Rewrite the listing below as a numbered list with no blank lines. Leave the pictures out.

___ DATASET RECORDS ___

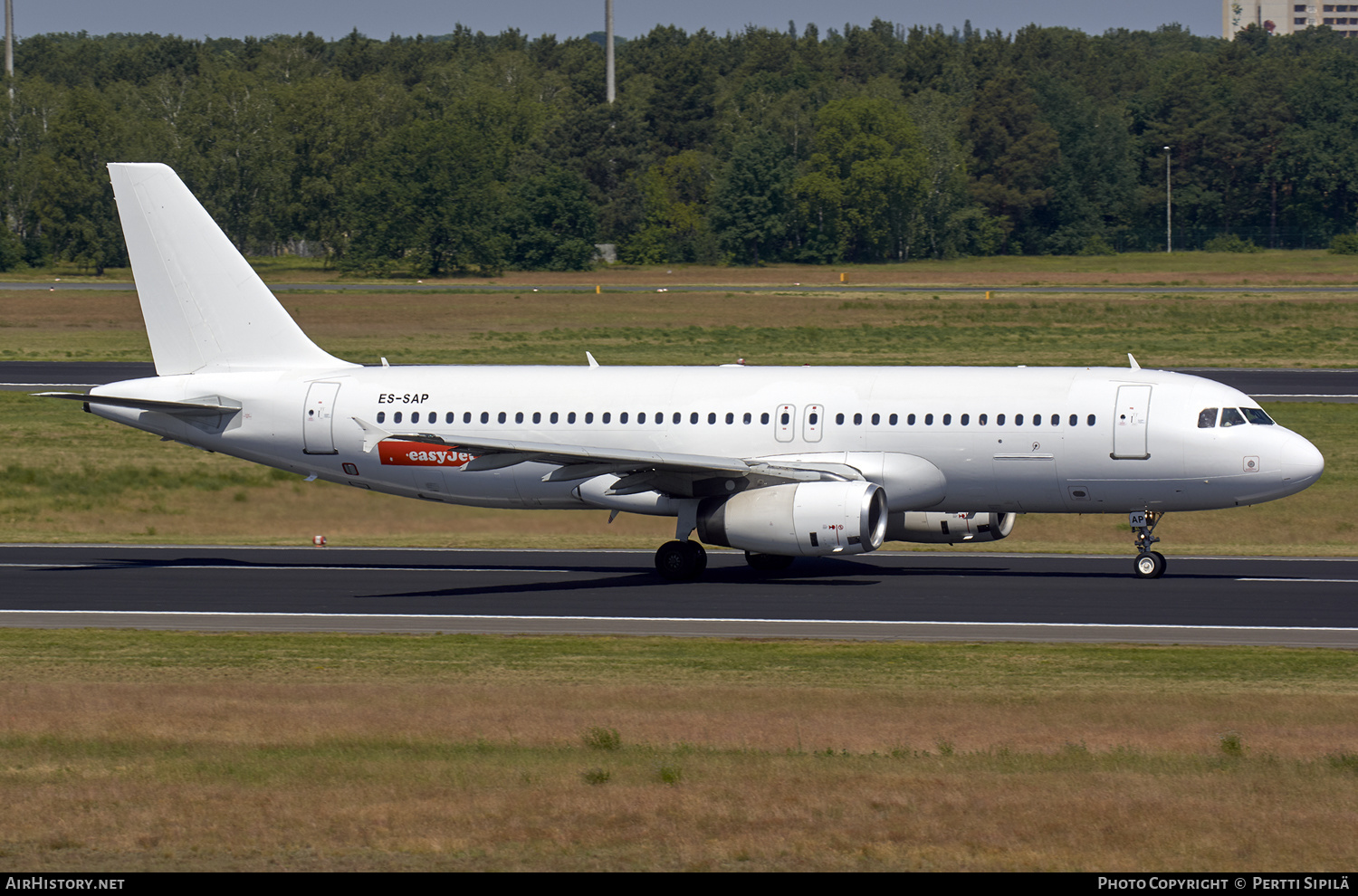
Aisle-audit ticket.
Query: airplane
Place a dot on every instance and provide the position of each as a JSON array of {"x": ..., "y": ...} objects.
[{"x": 779, "y": 462}]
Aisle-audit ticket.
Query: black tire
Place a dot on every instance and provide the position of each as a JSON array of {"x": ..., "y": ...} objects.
[
  {"x": 768, "y": 562},
  {"x": 1149, "y": 565},
  {"x": 681, "y": 561}
]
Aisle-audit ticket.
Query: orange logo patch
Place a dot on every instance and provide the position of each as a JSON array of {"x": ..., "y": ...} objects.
[{"x": 413, "y": 453}]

___

#### WRITTEN RESPONSE
1. Aisle-audit ticket.
2. Query: airplane
3. Place a dot on every instance and provide the position of each as a JSON array of {"x": ..., "y": ...} objects.
4. [{"x": 779, "y": 462}]
5. Aisle-audit ticket.
6. Query: black tire
7. Place a dot on every instance and provide the position of each as a JSON array of {"x": ..., "y": ...} objects.
8. [
9.   {"x": 768, "y": 562},
10.   {"x": 1149, "y": 565},
11.   {"x": 681, "y": 561}
12. ]
13. Aisle-audit ticket.
14. Query: orange logo patch
15. Place a dot on every instance and provide the position of each as a JSON array of {"x": ..., "y": ...} objects.
16. [{"x": 413, "y": 453}]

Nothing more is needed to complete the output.